CHALLENGE ▸ Determine how many rows below contain the string "white". Case matters. Reply with the number alone.

Recorded data:

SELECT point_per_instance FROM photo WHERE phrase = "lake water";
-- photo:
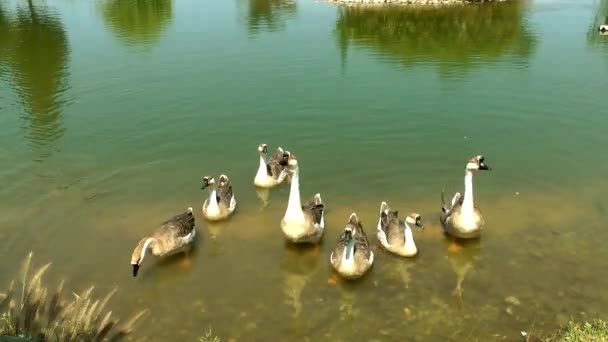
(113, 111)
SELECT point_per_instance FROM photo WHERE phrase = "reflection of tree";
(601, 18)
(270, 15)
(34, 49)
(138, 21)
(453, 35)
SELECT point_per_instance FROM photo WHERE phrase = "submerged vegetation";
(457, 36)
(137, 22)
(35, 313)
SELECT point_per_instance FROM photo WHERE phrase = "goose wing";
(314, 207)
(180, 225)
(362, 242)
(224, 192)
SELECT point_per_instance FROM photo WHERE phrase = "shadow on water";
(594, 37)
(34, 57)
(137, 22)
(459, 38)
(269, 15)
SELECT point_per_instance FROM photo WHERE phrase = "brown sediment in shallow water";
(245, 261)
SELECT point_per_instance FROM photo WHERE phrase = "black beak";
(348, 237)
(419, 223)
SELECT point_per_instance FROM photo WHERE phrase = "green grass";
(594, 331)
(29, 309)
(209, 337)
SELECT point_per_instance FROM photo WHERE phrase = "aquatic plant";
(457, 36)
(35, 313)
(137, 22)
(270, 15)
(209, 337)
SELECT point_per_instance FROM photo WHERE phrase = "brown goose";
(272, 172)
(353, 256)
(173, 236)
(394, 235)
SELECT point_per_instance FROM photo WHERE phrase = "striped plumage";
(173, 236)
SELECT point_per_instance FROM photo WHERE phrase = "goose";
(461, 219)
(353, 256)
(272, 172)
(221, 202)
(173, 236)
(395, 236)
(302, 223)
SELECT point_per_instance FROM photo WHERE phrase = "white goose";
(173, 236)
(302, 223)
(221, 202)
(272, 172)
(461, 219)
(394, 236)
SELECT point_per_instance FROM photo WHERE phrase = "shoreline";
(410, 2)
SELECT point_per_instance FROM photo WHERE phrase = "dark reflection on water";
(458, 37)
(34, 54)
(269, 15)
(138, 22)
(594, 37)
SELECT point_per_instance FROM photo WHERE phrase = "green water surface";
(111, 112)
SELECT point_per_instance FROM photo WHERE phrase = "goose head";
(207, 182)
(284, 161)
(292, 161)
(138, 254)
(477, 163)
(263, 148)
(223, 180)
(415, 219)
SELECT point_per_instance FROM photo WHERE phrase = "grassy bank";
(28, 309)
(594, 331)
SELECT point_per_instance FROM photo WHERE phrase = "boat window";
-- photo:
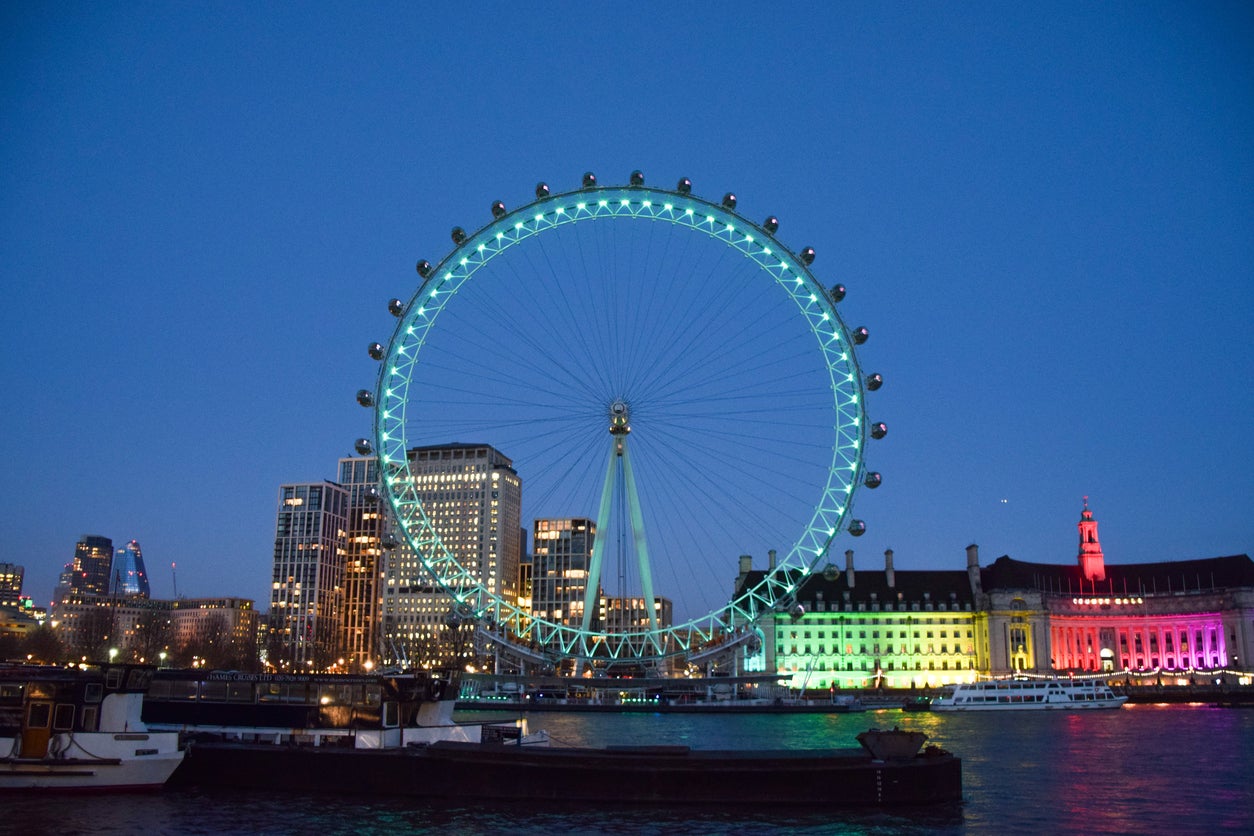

---

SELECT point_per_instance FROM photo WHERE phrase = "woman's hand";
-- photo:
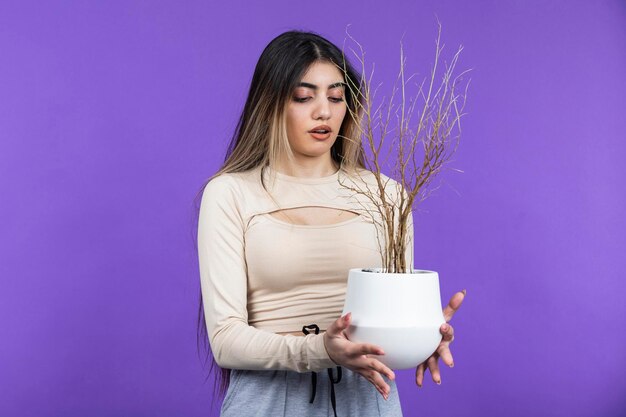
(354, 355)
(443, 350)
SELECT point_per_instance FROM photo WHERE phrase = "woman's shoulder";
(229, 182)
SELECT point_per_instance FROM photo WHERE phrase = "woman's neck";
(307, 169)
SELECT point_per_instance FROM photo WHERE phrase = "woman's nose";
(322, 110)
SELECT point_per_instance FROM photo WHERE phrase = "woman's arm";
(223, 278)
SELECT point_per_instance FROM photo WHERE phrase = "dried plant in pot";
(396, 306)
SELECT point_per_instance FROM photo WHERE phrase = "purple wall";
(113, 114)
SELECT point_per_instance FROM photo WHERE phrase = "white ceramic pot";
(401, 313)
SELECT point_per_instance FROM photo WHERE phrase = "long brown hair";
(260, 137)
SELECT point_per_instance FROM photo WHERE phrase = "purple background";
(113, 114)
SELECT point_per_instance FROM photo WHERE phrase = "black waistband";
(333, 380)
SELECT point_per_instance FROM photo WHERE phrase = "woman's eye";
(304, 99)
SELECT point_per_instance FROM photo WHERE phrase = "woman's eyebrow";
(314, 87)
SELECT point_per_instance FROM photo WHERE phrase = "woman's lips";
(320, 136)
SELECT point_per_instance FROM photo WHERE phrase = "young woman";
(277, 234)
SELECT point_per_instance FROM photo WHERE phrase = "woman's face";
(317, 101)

CORRECT OUTPUT ▸ 2